- Work to complete -
An exact reproduction of every record is required.

- Exercise material -

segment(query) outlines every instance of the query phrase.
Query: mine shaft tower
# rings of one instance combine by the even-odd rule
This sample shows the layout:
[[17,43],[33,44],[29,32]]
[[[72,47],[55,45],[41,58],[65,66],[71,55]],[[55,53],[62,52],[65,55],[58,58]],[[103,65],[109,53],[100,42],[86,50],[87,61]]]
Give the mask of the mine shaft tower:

- Task output -
segment(query) outlines every instance of the query phrase.
Query: mine shaft tower
# rings of one instance combine by the even-odd rule
This sample shows the layout:
[[17,43],[33,44],[29,32]]
[[[72,47],[55,45],[41,58],[65,66],[71,55]],[[55,53],[62,52],[65,55],[58,58]],[[103,65],[109,53],[100,42],[86,50],[87,61]]]
Give the mask of the mine shaft tower:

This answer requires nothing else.